• _WHAT TO DO_
Among the records below, find the line that has "Can you see the stream"; from there, give the lines again exactly, and stop after the line that has "Can you see the wet".

[Start of Attachment]

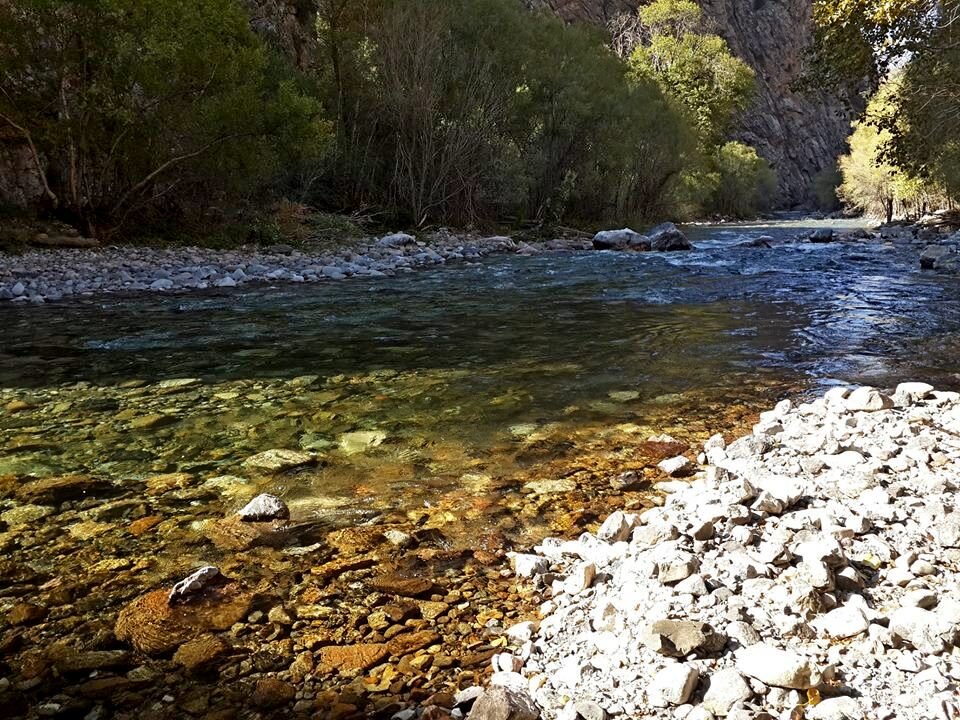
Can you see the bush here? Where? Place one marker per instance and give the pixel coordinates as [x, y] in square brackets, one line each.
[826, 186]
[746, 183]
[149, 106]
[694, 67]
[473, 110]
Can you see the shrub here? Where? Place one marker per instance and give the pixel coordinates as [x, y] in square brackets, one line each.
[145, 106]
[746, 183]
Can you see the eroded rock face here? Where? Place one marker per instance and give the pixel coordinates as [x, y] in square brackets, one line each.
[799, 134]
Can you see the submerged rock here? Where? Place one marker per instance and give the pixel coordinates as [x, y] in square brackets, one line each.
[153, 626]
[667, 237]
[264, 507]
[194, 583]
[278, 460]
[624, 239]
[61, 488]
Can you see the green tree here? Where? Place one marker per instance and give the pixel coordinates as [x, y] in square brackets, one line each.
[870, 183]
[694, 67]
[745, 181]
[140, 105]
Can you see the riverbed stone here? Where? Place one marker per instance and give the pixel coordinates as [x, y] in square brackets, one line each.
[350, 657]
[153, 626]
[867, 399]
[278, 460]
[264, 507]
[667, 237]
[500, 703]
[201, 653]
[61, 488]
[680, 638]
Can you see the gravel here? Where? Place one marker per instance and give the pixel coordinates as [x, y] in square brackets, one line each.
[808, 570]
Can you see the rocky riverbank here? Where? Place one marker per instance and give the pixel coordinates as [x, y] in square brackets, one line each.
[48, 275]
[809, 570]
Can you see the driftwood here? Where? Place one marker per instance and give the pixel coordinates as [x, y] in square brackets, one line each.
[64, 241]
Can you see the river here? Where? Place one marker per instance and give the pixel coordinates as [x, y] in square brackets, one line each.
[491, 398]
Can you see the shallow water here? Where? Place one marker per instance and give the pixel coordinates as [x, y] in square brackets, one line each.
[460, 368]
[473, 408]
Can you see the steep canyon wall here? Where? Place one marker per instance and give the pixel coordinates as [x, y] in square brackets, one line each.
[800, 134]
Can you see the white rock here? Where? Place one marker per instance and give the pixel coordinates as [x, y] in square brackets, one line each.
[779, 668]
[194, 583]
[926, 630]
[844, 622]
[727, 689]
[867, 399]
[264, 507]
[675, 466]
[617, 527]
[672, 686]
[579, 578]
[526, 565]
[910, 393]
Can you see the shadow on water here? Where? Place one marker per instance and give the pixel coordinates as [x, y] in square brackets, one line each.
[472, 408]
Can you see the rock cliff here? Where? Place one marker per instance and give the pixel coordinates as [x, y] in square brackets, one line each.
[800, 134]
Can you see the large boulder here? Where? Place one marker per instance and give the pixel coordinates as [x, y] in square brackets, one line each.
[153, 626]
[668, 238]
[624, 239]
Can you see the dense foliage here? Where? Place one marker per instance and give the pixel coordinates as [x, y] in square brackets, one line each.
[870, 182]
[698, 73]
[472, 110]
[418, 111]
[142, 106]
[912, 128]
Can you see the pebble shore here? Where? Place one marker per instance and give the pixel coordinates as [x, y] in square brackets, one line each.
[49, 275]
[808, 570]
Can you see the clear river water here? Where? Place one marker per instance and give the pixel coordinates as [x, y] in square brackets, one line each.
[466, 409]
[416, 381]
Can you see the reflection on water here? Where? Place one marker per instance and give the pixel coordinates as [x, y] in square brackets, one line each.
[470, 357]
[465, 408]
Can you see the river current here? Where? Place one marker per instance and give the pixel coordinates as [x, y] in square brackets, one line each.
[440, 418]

[End of Attachment]
[Start of Attachment]

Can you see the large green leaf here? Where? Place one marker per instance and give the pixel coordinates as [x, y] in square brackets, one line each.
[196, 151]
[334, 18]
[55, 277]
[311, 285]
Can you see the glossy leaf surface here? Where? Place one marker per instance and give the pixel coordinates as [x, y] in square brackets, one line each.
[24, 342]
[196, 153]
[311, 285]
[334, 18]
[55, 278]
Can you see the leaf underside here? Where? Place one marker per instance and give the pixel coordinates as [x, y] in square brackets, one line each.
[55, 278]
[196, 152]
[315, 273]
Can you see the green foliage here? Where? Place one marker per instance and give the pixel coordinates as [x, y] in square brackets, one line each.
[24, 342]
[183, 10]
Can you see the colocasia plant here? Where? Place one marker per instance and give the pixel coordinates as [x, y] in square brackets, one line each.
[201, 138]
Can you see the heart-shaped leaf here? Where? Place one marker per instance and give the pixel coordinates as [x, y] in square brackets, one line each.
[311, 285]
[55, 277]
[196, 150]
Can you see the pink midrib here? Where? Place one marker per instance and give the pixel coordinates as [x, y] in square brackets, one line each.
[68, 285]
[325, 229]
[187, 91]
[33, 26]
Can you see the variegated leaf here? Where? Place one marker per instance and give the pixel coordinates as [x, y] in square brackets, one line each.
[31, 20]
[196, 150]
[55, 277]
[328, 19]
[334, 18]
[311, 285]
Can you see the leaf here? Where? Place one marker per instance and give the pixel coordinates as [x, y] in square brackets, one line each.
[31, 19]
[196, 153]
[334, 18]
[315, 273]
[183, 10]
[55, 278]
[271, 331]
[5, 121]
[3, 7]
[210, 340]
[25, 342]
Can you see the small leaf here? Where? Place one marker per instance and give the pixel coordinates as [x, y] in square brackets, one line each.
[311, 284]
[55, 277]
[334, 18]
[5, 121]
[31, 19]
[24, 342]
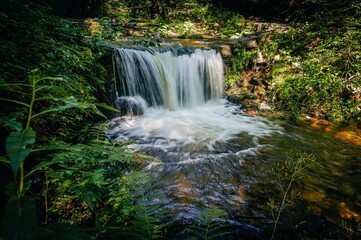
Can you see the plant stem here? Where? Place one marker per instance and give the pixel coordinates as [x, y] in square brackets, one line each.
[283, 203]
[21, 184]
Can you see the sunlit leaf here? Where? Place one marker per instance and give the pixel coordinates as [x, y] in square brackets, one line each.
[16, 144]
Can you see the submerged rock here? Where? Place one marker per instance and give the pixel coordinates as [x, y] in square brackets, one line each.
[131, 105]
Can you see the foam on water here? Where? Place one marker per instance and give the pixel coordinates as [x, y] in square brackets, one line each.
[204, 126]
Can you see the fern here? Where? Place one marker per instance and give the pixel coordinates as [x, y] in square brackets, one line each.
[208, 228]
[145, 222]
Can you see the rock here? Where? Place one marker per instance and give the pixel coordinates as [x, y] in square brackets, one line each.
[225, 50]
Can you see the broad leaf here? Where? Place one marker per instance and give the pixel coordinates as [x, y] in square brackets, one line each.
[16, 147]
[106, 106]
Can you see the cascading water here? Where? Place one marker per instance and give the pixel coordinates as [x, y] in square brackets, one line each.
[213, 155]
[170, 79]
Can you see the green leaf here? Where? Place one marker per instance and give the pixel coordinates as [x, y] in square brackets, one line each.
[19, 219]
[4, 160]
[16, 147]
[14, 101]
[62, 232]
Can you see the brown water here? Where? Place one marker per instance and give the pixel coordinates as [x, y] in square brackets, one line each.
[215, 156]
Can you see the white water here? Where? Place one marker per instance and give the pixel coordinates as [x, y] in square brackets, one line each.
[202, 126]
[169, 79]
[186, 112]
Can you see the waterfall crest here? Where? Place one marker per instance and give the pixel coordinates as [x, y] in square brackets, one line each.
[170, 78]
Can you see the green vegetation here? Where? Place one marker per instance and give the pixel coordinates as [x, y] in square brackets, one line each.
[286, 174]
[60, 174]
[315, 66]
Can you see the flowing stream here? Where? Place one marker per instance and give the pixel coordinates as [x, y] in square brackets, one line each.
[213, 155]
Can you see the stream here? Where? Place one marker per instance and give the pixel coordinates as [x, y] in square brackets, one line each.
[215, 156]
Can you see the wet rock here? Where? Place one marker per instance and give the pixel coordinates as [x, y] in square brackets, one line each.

[End of Attachment]

• _EXERCISE SOLUTION_
Can you see the stream here? Where? Place one marker per instance and give the pixel coordinates as [x, y] in square brackets, one line each.
[215, 156]
Can you see the wet rock here? Where? Place one marker per instance and give the pixel coordinates as [x, y] in square brackets, one line each.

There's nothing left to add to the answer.